▶ [HOW TO COMPLETE THIS TASK]: Only the lines below starting at the one containing "Each instance of the dark" and ending at the one containing "Each instance of the beachfront" belong in the answer, each copied exactly.

▶ [THE DATA]:
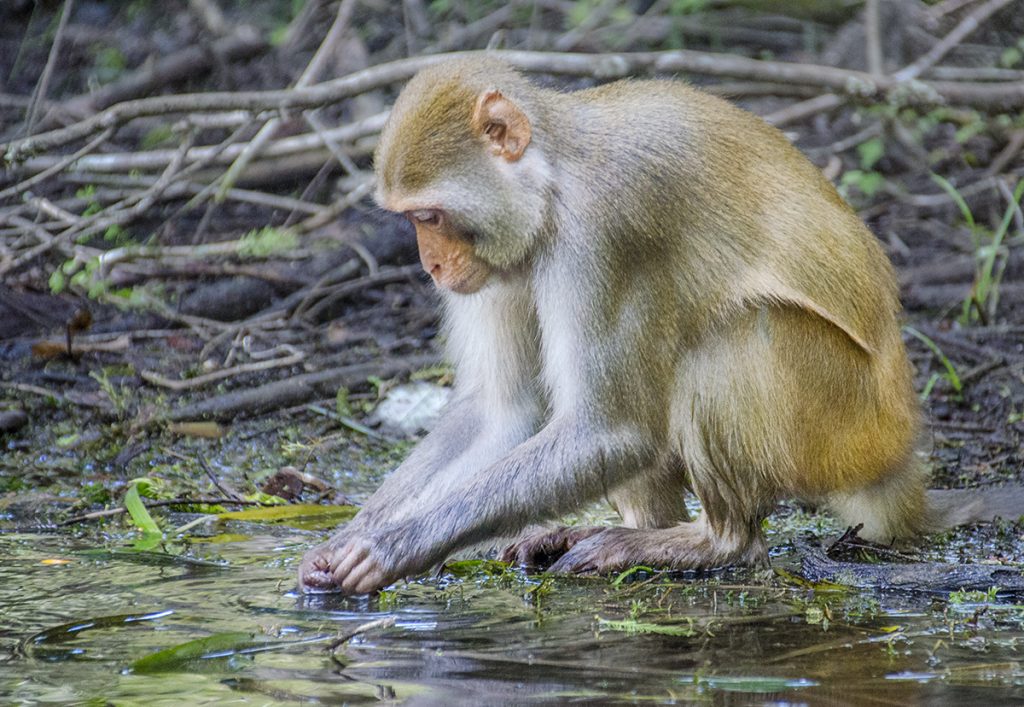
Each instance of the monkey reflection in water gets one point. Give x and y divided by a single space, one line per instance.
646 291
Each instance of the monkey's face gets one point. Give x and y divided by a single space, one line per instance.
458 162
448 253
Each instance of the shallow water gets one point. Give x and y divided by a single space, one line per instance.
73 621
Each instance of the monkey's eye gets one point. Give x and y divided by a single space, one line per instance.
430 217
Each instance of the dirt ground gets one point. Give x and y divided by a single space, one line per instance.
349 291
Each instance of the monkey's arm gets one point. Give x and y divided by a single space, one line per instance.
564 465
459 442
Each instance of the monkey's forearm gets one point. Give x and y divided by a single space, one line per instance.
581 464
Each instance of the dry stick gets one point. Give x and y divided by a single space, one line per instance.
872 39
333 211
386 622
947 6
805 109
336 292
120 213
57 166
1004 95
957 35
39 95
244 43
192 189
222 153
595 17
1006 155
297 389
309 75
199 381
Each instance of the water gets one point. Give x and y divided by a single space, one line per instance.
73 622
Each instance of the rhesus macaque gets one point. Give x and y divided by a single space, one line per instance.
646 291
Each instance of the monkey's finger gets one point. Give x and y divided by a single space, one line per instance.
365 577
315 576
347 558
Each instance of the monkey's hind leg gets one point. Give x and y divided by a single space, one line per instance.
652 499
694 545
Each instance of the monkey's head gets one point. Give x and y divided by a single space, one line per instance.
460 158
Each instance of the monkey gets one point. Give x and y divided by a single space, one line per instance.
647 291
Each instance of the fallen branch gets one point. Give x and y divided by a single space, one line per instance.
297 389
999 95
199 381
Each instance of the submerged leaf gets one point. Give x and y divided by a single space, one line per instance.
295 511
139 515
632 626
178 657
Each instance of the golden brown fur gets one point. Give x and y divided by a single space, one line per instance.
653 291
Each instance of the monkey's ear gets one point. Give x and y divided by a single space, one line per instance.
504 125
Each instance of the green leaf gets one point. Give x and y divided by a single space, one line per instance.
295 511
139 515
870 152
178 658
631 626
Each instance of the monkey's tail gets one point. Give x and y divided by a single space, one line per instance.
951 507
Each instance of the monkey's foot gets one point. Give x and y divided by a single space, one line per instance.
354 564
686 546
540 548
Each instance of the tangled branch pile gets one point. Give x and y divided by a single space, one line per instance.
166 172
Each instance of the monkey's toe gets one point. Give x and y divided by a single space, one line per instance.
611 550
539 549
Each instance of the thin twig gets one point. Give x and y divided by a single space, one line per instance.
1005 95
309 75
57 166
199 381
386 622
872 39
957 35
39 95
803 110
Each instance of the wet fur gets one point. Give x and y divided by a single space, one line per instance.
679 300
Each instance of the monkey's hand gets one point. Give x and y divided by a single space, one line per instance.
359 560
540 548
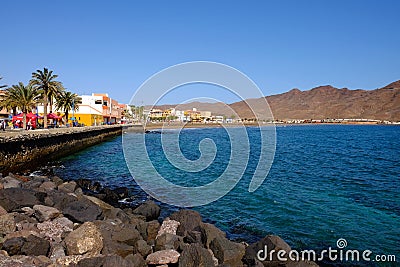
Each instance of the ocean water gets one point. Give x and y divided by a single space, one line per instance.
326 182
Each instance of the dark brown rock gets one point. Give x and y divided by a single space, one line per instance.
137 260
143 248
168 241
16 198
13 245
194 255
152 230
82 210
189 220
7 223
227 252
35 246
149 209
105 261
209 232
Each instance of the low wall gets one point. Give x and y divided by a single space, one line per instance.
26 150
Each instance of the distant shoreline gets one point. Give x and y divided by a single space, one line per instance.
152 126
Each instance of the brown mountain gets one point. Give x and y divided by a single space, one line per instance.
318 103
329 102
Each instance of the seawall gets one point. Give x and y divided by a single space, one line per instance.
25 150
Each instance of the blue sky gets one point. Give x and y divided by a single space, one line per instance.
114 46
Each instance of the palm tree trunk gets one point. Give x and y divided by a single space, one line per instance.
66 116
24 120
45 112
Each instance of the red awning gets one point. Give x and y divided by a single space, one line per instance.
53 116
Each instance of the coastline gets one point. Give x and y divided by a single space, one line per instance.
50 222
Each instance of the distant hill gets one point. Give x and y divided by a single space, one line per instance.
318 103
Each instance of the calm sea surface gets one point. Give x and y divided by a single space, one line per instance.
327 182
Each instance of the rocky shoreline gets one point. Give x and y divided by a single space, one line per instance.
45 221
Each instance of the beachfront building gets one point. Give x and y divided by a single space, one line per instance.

--

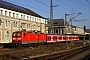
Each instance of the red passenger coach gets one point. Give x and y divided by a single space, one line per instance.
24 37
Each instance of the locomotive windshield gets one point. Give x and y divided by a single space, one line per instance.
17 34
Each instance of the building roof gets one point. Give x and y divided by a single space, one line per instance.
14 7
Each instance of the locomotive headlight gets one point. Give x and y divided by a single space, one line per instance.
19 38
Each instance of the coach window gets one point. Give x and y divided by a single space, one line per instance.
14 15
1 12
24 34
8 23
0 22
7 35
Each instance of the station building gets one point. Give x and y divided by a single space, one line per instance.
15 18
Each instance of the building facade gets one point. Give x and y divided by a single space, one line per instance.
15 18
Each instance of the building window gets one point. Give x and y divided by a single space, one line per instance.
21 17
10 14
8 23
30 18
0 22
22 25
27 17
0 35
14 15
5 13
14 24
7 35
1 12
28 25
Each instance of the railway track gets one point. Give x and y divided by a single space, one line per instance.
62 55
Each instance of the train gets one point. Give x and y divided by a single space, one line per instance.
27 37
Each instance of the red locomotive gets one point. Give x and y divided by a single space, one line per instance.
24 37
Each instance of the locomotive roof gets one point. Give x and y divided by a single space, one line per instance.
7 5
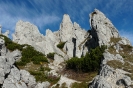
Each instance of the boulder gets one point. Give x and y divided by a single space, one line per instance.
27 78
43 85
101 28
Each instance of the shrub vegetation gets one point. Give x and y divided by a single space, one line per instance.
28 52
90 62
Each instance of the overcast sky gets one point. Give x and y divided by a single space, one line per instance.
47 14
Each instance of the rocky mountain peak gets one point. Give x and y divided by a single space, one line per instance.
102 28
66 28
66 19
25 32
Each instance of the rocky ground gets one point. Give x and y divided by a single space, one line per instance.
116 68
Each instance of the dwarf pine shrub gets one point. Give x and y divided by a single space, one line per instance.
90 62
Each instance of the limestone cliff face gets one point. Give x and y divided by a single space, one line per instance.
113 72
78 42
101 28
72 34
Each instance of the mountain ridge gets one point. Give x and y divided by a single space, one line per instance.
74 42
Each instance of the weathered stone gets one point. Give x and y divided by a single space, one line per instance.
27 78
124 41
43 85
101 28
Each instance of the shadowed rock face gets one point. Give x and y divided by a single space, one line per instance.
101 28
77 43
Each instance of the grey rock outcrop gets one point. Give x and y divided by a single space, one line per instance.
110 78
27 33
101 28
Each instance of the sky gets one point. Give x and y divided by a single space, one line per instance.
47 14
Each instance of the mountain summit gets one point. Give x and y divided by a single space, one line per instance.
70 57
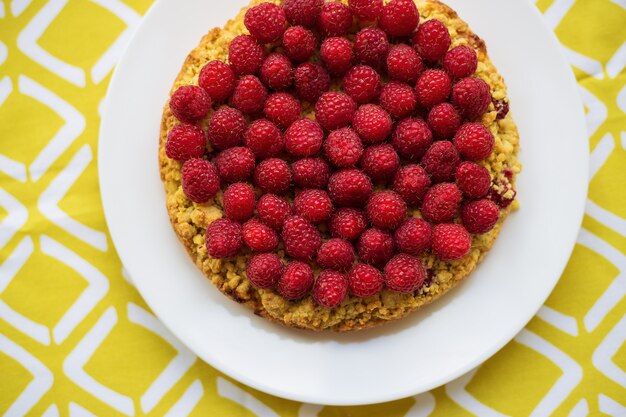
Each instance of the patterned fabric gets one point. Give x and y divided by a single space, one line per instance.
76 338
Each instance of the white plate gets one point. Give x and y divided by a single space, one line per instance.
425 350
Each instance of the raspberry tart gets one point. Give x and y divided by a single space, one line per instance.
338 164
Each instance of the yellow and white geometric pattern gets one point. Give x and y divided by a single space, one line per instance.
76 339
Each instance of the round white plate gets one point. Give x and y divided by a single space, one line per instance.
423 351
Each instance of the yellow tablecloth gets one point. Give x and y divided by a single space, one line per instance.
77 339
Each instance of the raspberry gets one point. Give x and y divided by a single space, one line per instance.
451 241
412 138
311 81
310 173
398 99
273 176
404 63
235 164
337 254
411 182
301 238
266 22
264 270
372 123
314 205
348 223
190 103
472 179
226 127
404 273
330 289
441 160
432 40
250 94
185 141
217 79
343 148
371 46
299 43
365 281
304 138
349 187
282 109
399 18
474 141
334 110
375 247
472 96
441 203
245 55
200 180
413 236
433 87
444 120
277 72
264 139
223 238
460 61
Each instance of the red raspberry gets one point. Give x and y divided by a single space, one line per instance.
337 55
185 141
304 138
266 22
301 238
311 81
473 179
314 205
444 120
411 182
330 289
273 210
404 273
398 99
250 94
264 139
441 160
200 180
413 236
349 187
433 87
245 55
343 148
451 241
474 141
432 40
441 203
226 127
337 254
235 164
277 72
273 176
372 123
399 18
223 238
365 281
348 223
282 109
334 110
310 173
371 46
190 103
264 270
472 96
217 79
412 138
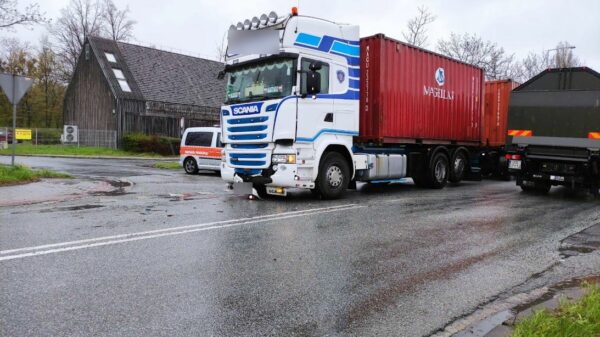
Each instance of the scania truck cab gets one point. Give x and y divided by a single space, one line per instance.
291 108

▶ [ANSWER SECTION]:
Each instance of the dark brown rock gets one point. Give x and y divided by a single space, one line per instance.
137 260
143 248
168 241
16 198
13 245
194 255
152 230
82 210
189 220
7 223
227 252
35 246
149 209
105 261
209 232
Each instance of the low wall gets one point. Give x and y divided by a single space, one line per instance.
26 150
Each instance of the distant shoreline gets one point. Give x and y divided by a single space, one line per instance.
152 126
Each instance of the brown mountain gets one point. Give x and y divided by a single space, one line per instance.
318 103
329 102
Each instance of the seawall gets one point. Give x and y divided by a single space, one line per instance.
25 150
Each instance of the blue sky gets one point. Give x and y divided by a single space, one line per instance.
114 46
Each instance of the palm tree trunk gets one point. Give x and y divided by a single space, one line per instance.
66 116
24 120
45 112
Each instance of the red awning gets one point. Give x and y divided by a single space, one line per instance.
53 116
Each instance of the coastline gets one point. Give x and y divided by a single space, one line per instance.
50 222
Each instance of the distant hill gets one point. Give x and y divided by a single space, one line per instance.
318 103
Each instance of the calm sea surface gets one point. Give x and y divided by a single space, one line per instance.
327 182
Each instance of the rocky shoreline gets one point. Give x and y divided by a single space, one line per instance.
45 221
Each instance of the beachfront building gets one point. Give x and y divided by a single space, one line per instance.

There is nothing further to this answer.